[Extracted entries]:
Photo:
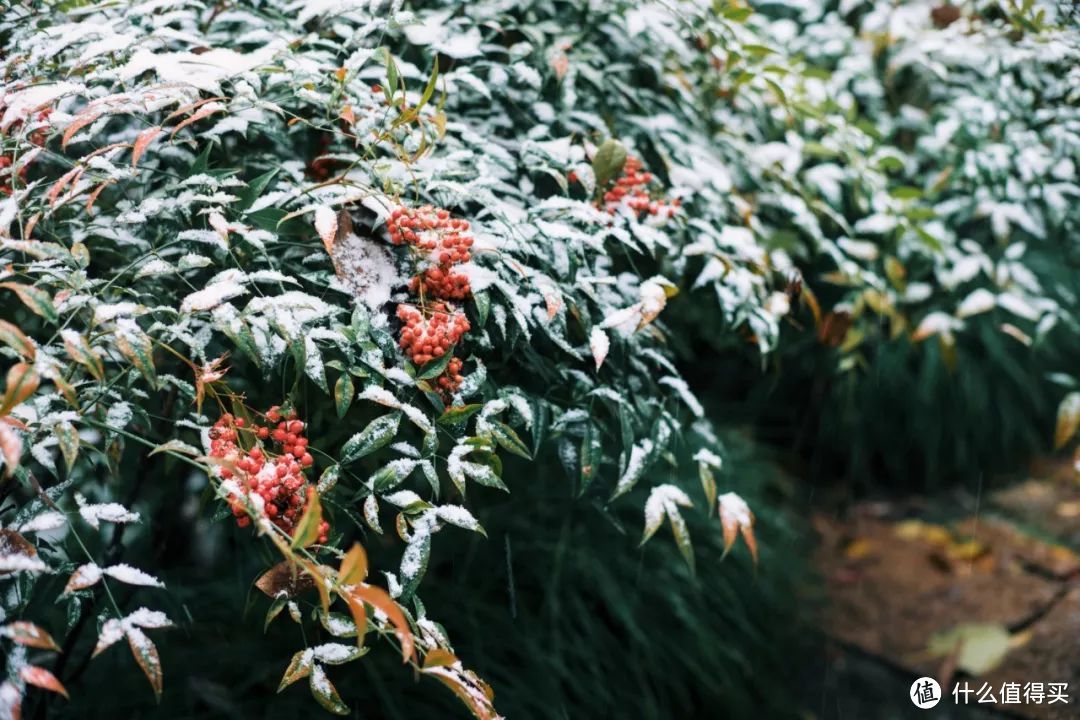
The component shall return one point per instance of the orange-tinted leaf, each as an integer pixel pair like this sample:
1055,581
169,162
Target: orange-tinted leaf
80,121
143,140
80,351
68,178
298,668
42,678
319,575
736,518
834,328
22,381
11,448
14,338
284,578
359,612
146,655
84,576
29,635
439,657
353,566
191,106
307,529
468,687
324,691
1068,420
14,698
196,117
379,599
95,193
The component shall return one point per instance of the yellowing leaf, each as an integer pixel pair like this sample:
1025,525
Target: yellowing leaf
42,678
980,647
307,529
11,447
298,668
14,338
29,635
80,351
1068,420
22,381
143,140
736,517
324,691
379,599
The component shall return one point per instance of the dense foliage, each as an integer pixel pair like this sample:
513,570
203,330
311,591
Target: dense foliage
296,291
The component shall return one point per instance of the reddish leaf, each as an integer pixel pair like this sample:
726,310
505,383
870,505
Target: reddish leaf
68,178
143,140
324,691
379,599
298,668
42,678
29,635
84,576
80,121
196,117
14,338
22,381
95,193
11,448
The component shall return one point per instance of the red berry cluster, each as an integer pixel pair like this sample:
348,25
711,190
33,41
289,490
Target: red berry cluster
277,477
428,337
429,331
447,243
632,190
38,137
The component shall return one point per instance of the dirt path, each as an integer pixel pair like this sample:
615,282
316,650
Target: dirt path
988,601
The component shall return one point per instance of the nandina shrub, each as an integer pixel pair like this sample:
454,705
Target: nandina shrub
292,283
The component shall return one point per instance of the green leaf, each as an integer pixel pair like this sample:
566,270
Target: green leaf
80,351
608,161
36,299
483,308
328,479
68,438
707,485
458,413
255,188
591,452
437,367
343,392
298,668
377,434
509,439
430,89
14,338
980,647
135,344
307,529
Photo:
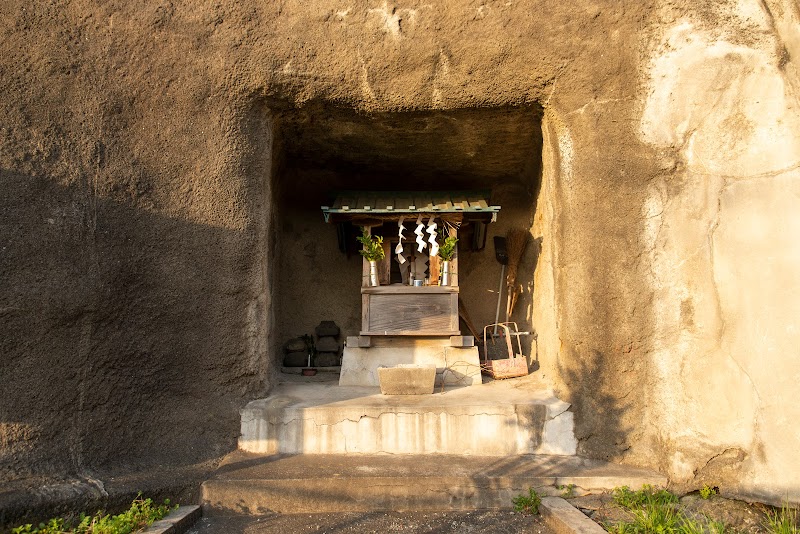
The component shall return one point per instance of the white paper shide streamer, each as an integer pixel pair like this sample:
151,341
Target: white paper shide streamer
420,231
399,248
432,239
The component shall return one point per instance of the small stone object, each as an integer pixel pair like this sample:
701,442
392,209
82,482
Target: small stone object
295,359
407,379
296,344
327,344
327,329
326,359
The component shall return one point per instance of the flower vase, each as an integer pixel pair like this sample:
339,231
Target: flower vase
373,274
445,273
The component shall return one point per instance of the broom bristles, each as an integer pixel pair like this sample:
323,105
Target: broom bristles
516,242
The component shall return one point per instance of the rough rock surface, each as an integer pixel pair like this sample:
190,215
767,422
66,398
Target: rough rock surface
143,146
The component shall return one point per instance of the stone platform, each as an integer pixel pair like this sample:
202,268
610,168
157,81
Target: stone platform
499,418
457,366
259,484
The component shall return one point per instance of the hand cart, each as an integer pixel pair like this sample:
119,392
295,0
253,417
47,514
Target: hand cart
515,363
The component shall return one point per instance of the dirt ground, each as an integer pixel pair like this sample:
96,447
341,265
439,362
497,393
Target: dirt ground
494,521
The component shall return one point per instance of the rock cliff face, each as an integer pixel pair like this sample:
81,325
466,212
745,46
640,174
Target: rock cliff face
145,148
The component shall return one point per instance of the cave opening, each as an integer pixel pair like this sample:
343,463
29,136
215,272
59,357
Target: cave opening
321,150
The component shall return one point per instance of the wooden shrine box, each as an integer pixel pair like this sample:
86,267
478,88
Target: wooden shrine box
402,309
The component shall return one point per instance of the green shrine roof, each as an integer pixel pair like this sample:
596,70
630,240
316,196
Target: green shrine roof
350,205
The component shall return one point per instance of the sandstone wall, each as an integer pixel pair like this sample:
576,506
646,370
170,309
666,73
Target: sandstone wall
137,255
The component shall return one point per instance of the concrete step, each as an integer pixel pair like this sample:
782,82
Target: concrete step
260,484
494,419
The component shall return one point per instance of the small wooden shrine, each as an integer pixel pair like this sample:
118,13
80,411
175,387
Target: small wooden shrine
415,294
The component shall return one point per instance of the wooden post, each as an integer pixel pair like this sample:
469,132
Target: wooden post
365,265
385,265
434,269
453,231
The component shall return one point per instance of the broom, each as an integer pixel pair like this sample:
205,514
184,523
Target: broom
516,242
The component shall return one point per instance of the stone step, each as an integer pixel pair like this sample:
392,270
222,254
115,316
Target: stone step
260,484
494,419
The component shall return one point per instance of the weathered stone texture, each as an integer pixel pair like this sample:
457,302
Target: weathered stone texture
137,215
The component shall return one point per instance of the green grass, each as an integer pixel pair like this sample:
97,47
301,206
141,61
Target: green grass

[Aim of the task]: Keep the pictures out of the copy and write out the data exactly as it stands.

[Task result]:
Photo:
The component shall return one point per instance of the orange-tinted leaf, each as an integer pixel pair like this sample:
1055,581
169,162
Target: orange-tinted leaf
80,121
143,140
80,351
68,178
298,668
42,678
319,575
736,518
834,328
22,381
11,448
14,338
284,578
359,612
146,655
84,576
29,635
439,657
353,566
191,106
307,529
468,687
324,691
1068,420
14,698
196,117
379,599
95,193
The component shall return one point per instance of the yellowing leaf, each as an integer pixel pair like this sample:
1025,525
Target: yellowing leaf
42,678
980,647
307,529
11,447
298,668
14,338
29,635
80,351
1068,420
22,381
143,140
736,517
324,691
379,599
The component shall return one point per instance of the dense foliage, each as an integer pixel pair like this sample:
513,570
203,330
311,591
Target: dense foliage
296,291
The component shall return one point per instance of the reddish leaf, each as an integer pixel pair like this sample:
726,310
505,383
870,505
Target: reddish leaf
68,178
143,140
324,691
379,599
298,668
42,678
29,635
84,576
80,121
196,117
14,338
22,381
95,193
11,448
The component shall return one point per instance of the red berry cluster, each as an integer pixel pair like this sample:
348,25
711,190
33,41
289,490
Target: red berry cluster
277,477
428,337
429,331
447,243
632,190
38,137
The component shall return one point per instance of the dirt path, each as an integer pixel pair like this sample:
615,282
316,650
Target: dirt path
988,601
The component shall return one point per instance of the nandina shrub, each as an integer pixel pair like this sample:
454,705
Target: nandina shrub
292,283
The component shall return one point per instance of the green leaf, each as an integer pixel pair like this sample:
566,270
Target: green leaf
80,351
608,161
36,299
483,308
328,479
68,438
707,485
458,413
255,188
591,452
437,367
343,392
298,668
377,434
509,439
430,89
14,338
980,647
135,344
307,529
Photo:
The component shall return one point per instance of the white paper shide streamer, each as an integer pixel pair like this sample:
151,341
Target: white paper shide streamer
420,231
399,248
432,239
The component shall return one point per instance of the small stone object, each as an integer pixel pair like this sample:
701,442
392,209
82,482
Target: small stone object
295,359
407,379
296,344
327,344
327,329
326,359
The component shall return one point per instance of the flower vase, each as an integer pixel pair like this sample:
339,231
Target: flower vase
373,274
445,273
The component shall return one point per instance of the broom bristles, each as an integer pixel pair like this sample:
323,105
Target: broom bristles
516,242
The component shall return one point per instance of the rough rock surface, each as an integer pixel pair like this sample:
190,215
767,422
66,398
Target: rough rock surface
143,146
The component shall return one point per instance of the stone platform, each as an integer pixel pair like this sample:
202,268
610,168
157,81
Target: stone platform
499,418
457,366
259,484
The component shall return one point per instance of the hand cart, each as an integer pixel pair like this sample:
119,392
295,0
253,417
47,514
Target: hand cart
515,363
The component shall return one point per instance of the dirt ground, each as an integer pixel pair like this sample:
96,447
341,265
439,362
497,393
Target: dirt ground
494,521
The component shall return one point per instance of the rock cliff face, each as an integer pixel pair like this sample:
81,325
466,212
745,46
640,174
Target: rock cliff face
145,148
The component shall return one point per instance of the cave opening, each as an integer pixel pair like this sample:
343,463
29,136
215,272
59,357
Target: cave opening
321,150
The component shall return one point per instance of the wooden shrine box, each as an integer pixel pair like this sample:
86,267
478,88
Target: wooden shrine box
402,309
The component shall return one point per instance of the green shrine roof, each as an integer pixel pair like this sample:
596,70
630,240
316,196
Target: green shrine roof
350,205
The component shall return one point per instance of the sandstone wall, each as an integer pixel pair like this sample:
576,506
646,370
170,309
666,73
Target: sandstone wall
137,255
The component shall return one point per instance of the concrete step, each as an integer pixel pair like this sample:
782,82
Target: concrete step
260,484
494,419
The component shall return one point per instance of the small wooden shrine, each as an integer pixel pair like this sample:
118,13
80,411
175,387
Target: small wooden shrine
415,294
The component shall return one point per instance of the wooden post, each as an integer pixel pair like this sample:
469,132
Target: wooden post
365,265
385,265
434,269
453,231
The component shall return one point per instance of the broom, each as an integer pixel pair like this sample:
205,514
184,523
Target: broom
516,242
The component shall return one point per instance of the stone step, each as an integer pixel pair like this sample:
392,270
222,254
115,316
Target: stone step
260,484
494,419
The component shall return one point per instance of the weathered stone texture, each as an integer pixel pair like this sample:
457,302
Target: weathered stone texture
137,215
The component shall return one point per instance of the green grass, each as an integer pixel pair like this sample:
97,47
301,206
141,61
Target: green grass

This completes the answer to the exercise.